:: DIRECTIONS FOR THIS TASK ::
Every entry below should be repeated exactly; the pictures should not.

:: SOURCE MATERIAL ::
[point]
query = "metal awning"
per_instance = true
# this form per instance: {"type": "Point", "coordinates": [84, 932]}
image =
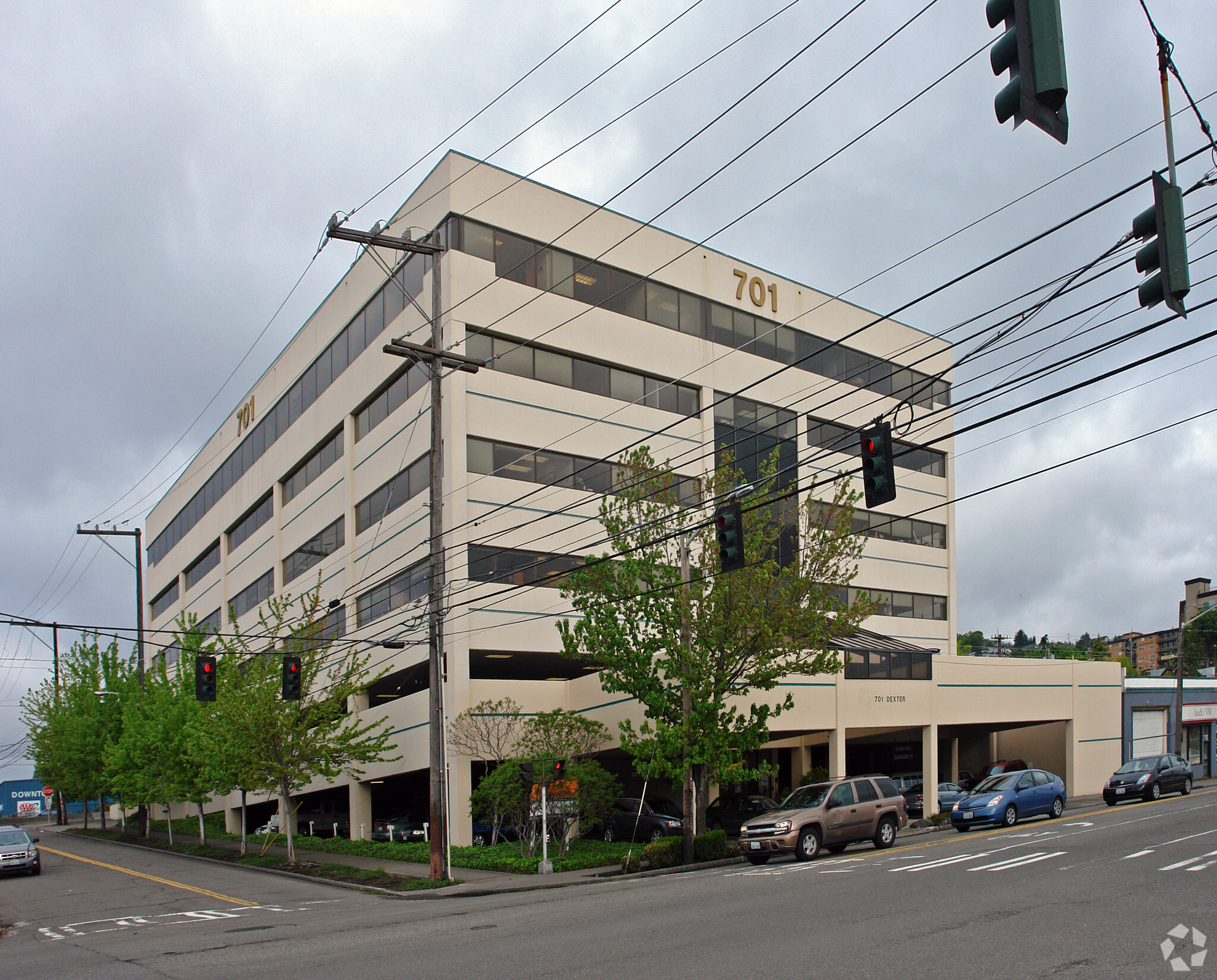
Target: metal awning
{"type": "Point", "coordinates": [865, 641]}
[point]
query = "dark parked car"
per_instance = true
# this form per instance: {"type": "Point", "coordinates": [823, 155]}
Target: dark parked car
{"type": "Point", "coordinates": [1008, 798]}
{"type": "Point", "coordinates": [994, 769]}
{"type": "Point", "coordinates": [407, 827]}
{"type": "Point", "coordinates": [635, 820]}
{"type": "Point", "coordinates": [948, 795]}
{"type": "Point", "coordinates": [1148, 779]}
{"type": "Point", "coordinates": [730, 810]}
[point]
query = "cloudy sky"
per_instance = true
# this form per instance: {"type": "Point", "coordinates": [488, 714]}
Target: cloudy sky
{"type": "Point", "coordinates": [168, 170]}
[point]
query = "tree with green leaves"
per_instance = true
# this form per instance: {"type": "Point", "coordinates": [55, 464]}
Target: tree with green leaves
{"type": "Point", "coordinates": [73, 729]}
{"type": "Point", "coordinates": [320, 736]}
{"type": "Point", "coordinates": [696, 655]}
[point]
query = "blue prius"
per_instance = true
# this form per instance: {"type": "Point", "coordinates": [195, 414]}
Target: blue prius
{"type": "Point", "coordinates": [1005, 799]}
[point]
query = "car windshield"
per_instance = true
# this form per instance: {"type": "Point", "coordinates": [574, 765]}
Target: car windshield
{"type": "Point", "coordinates": [805, 796]}
{"type": "Point", "coordinates": [997, 783]}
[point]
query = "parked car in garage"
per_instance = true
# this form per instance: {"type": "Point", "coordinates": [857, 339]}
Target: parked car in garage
{"type": "Point", "coordinates": [994, 769]}
{"type": "Point", "coordinates": [636, 820]}
{"type": "Point", "coordinates": [732, 809]}
{"type": "Point", "coordinates": [948, 795]}
{"type": "Point", "coordinates": [1005, 799]}
{"type": "Point", "coordinates": [1148, 779]}
{"type": "Point", "coordinates": [829, 815]}
{"type": "Point", "coordinates": [404, 829]}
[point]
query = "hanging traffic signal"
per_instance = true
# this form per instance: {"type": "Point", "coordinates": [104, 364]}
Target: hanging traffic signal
{"type": "Point", "coordinates": [878, 471]}
{"type": "Point", "coordinates": [205, 679]}
{"type": "Point", "coordinates": [291, 679]}
{"type": "Point", "coordinates": [729, 522]}
{"type": "Point", "coordinates": [1032, 49]}
{"type": "Point", "coordinates": [1168, 253]}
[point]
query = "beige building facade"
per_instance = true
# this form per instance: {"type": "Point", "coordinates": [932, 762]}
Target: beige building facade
{"type": "Point", "coordinates": [600, 333]}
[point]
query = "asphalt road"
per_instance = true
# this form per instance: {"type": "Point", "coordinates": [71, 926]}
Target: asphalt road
{"type": "Point", "coordinates": [1091, 895]}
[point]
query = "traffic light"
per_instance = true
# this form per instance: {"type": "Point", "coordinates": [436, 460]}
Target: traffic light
{"type": "Point", "coordinates": [291, 679]}
{"type": "Point", "coordinates": [1168, 252]}
{"type": "Point", "coordinates": [878, 471]}
{"type": "Point", "coordinates": [1032, 49]}
{"type": "Point", "coordinates": [205, 679]}
{"type": "Point", "coordinates": [729, 522]}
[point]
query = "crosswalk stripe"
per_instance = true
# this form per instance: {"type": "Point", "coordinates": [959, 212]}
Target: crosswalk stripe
{"type": "Point", "coordinates": [1188, 861]}
{"type": "Point", "coordinates": [1016, 862]}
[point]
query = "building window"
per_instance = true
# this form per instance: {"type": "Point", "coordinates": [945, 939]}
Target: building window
{"type": "Point", "coordinates": [896, 665]}
{"type": "Point", "coordinates": [559, 470]}
{"type": "Point", "coordinates": [321, 545]}
{"type": "Point", "coordinates": [320, 460]}
{"type": "Point", "coordinates": [904, 605]}
{"type": "Point", "coordinates": [205, 563]}
{"type": "Point", "coordinates": [363, 331]}
{"type": "Point", "coordinates": [254, 595]}
{"type": "Point", "coordinates": [402, 589]}
{"type": "Point", "coordinates": [512, 567]}
{"type": "Point", "coordinates": [254, 520]}
{"type": "Point", "coordinates": [554, 270]}
{"type": "Point", "coordinates": [387, 498]}
{"type": "Point", "coordinates": [839, 440]}
{"type": "Point", "coordinates": [551, 366]}
{"type": "Point", "coordinates": [908, 530]}
{"type": "Point", "coordinates": [389, 399]}
{"type": "Point", "coordinates": [167, 599]}
{"type": "Point", "coordinates": [751, 432]}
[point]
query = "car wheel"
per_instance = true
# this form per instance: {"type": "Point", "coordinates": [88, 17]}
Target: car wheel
{"type": "Point", "coordinates": [885, 837]}
{"type": "Point", "coordinates": [808, 846]}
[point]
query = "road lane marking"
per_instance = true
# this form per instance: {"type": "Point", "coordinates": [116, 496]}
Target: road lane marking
{"type": "Point", "coordinates": [1189, 861]}
{"type": "Point", "coordinates": [151, 878]}
{"type": "Point", "coordinates": [1018, 862]}
{"type": "Point", "coordinates": [941, 862]}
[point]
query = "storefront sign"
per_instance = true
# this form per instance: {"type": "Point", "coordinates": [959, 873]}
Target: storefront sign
{"type": "Point", "coordinates": [1199, 713]}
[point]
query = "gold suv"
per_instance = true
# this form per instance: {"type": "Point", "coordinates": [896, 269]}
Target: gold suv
{"type": "Point", "coordinates": [830, 815]}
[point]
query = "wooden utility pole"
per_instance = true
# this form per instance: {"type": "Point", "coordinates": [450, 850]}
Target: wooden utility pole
{"type": "Point", "coordinates": [691, 813]}
{"type": "Point", "coordinates": [437, 830]}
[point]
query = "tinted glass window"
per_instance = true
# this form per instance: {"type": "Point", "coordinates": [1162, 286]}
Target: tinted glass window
{"type": "Point", "coordinates": [843, 795]}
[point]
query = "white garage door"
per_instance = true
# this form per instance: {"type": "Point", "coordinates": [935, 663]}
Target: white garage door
{"type": "Point", "coordinates": [1149, 732]}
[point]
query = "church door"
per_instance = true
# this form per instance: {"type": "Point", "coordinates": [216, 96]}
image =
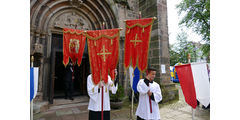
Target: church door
{"type": "Point", "coordinates": [58, 71]}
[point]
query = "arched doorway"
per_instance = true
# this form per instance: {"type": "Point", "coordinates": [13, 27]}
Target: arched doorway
{"type": "Point", "coordinates": [48, 18]}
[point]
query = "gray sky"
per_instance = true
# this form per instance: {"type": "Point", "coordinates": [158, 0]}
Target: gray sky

:: RESPONSE TO THE EXERCISE ::
[point]
query = "metal awning"
per_instance = true
# this form per instance: {"type": "Point", "coordinates": [84, 932]}
image =
Target: metal awning
{"type": "Point", "coordinates": [865, 641]}
[point]
query = "dark parked car"
per_instance = true
# this form per instance: {"type": "Point", "coordinates": [823, 155]}
Target: dark parked car
{"type": "Point", "coordinates": [1008, 798]}
{"type": "Point", "coordinates": [994, 769]}
{"type": "Point", "coordinates": [407, 827]}
{"type": "Point", "coordinates": [635, 820]}
{"type": "Point", "coordinates": [948, 795]}
{"type": "Point", "coordinates": [1148, 779]}
{"type": "Point", "coordinates": [730, 810]}
[point]
query = "cloudy sky"
per_instance = true
# this form per instance: {"type": "Point", "coordinates": [488, 714]}
Target: cloudy sky
{"type": "Point", "coordinates": [168, 170]}
[point]
query = "tree with green leaves"
per_instance = true
# this form per instance: {"type": "Point", "coordinates": [55, 464]}
Target: tree with green leaves
{"type": "Point", "coordinates": [73, 729]}
{"type": "Point", "coordinates": [320, 736]}
{"type": "Point", "coordinates": [696, 655]}
[point]
query = "blue prius"
per_instance = true
# this form per instance: {"type": "Point", "coordinates": [195, 414]}
Target: blue prius
{"type": "Point", "coordinates": [1005, 799]}
[point]
query = "car windshield"
per_instance = true
# this form per instance: {"type": "Point", "coordinates": [574, 765]}
Target: car windshield
{"type": "Point", "coordinates": [805, 796]}
{"type": "Point", "coordinates": [997, 783]}
[point]
query = "parked car in garage"
per_instance = true
# this form per instance: {"type": "Point", "coordinates": [857, 339]}
Target: parked car in garage
{"type": "Point", "coordinates": [994, 769]}
{"type": "Point", "coordinates": [636, 820]}
{"type": "Point", "coordinates": [732, 809]}
{"type": "Point", "coordinates": [948, 795]}
{"type": "Point", "coordinates": [1005, 799]}
{"type": "Point", "coordinates": [1148, 779]}
{"type": "Point", "coordinates": [829, 815]}
{"type": "Point", "coordinates": [404, 829]}
[point]
query = "hanging traffic signal"
per_instance = true
# this form per instance: {"type": "Point", "coordinates": [104, 364]}
Target: hanging traffic signal
{"type": "Point", "coordinates": [878, 471]}
{"type": "Point", "coordinates": [205, 679]}
{"type": "Point", "coordinates": [291, 679]}
{"type": "Point", "coordinates": [729, 522]}
{"type": "Point", "coordinates": [1032, 49]}
{"type": "Point", "coordinates": [1168, 253]}
[point]
query = "beige building facade"
per_instance = true
# this form per instance: {"type": "Point", "coordinates": [932, 762]}
Target: beige building facade
{"type": "Point", "coordinates": [600, 333]}
[point]
query = "asphalt road"
per_instance = true
# this form per instance: {"type": "Point", "coordinates": [71, 926]}
Target: asphalt road
{"type": "Point", "coordinates": [1091, 895]}
[point]
query = "traffic light"
per_instance = true
# this form per instance: {"type": "Point", "coordinates": [436, 460]}
Target: traffic light
{"type": "Point", "coordinates": [291, 679]}
{"type": "Point", "coordinates": [1168, 252]}
{"type": "Point", "coordinates": [878, 471]}
{"type": "Point", "coordinates": [1032, 49]}
{"type": "Point", "coordinates": [205, 679]}
{"type": "Point", "coordinates": [729, 522]}
[point]
query = "crosswalk stripe"
per_instance = true
# this form per instance: {"type": "Point", "coordinates": [959, 212]}
Target: crosswalk stripe
{"type": "Point", "coordinates": [1188, 861]}
{"type": "Point", "coordinates": [1016, 862]}
[point]
query = "building window"
per_instance = true
# this form per instance: {"type": "Point", "coordinates": [945, 939]}
Target: building window
{"type": "Point", "coordinates": [896, 665]}
{"type": "Point", "coordinates": [559, 470]}
{"type": "Point", "coordinates": [321, 545]}
{"type": "Point", "coordinates": [320, 460]}
{"type": "Point", "coordinates": [904, 605]}
{"type": "Point", "coordinates": [205, 563]}
{"type": "Point", "coordinates": [363, 331]}
{"type": "Point", "coordinates": [254, 595]}
{"type": "Point", "coordinates": [402, 589]}
{"type": "Point", "coordinates": [512, 567]}
{"type": "Point", "coordinates": [254, 520]}
{"type": "Point", "coordinates": [554, 270]}
{"type": "Point", "coordinates": [387, 498]}
{"type": "Point", "coordinates": [839, 440]}
{"type": "Point", "coordinates": [551, 366]}
{"type": "Point", "coordinates": [908, 530]}
{"type": "Point", "coordinates": [389, 399]}
{"type": "Point", "coordinates": [167, 599]}
{"type": "Point", "coordinates": [751, 432]}
[point]
query = "car wheel"
per_instance = true
# this form per instance: {"type": "Point", "coordinates": [88, 17]}
Target: car wheel
{"type": "Point", "coordinates": [885, 837]}
{"type": "Point", "coordinates": [808, 846]}
[point]
query = "road lane marking"
per_instance = true
# this form per instance: {"type": "Point", "coordinates": [116, 496]}
Target: road lane marking
{"type": "Point", "coordinates": [1189, 861]}
{"type": "Point", "coordinates": [151, 878]}
{"type": "Point", "coordinates": [1018, 862]}
{"type": "Point", "coordinates": [941, 862]}
[point]
query = "storefront sign"
per_instance = true
# this form per instance: {"type": "Point", "coordinates": [959, 873]}
Target: storefront sign
{"type": "Point", "coordinates": [1199, 713]}
[point]
query = "gold suv"
per_instance = true
# this form per instance: {"type": "Point", "coordinates": [896, 269]}
Target: gold suv
{"type": "Point", "coordinates": [830, 815]}
[point]
query = "wooden utility pole"
per_instance = true
# this form per instance: {"type": "Point", "coordinates": [450, 850]}
Target: wooden utility pole
{"type": "Point", "coordinates": [691, 813]}
{"type": "Point", "coordinates": [437, 830]}
[point]
query = "tinted glass window"
per_instance = true
# this form per instance: {"type": "Point", "coordinates": [1162, 286]}
Target: tinted glass window
{"type": "Point", "coordinates": [843, 795]}
[point]
query = "white garage door"
per_instance = true
# this form per instance: {"type": "Point", "coordinates": [935, 663]}
Target: white garage door
{"type": "Point", "coordinates": [1149, 732]}
[point]
query = "church door"
per_instance = true
# this form per instance: {"type": "Point", "coordinates": [216, 96]}
image =
Target: church door
{"type": "Point", "coordinates": [58, 71]}
[point]
query = "arched doorway"
per_instance = true
# this form per instance: {"type": "Point", "coordinates": [13, 27]}
Target: arched doorway
{"type": "Point", "coordinates": [48, 18]}
[point]
query = "gray sky"
per_instance = true
# this form per instance: {"type": "Point", "coordinates": [158, 0]}
Target: gray sky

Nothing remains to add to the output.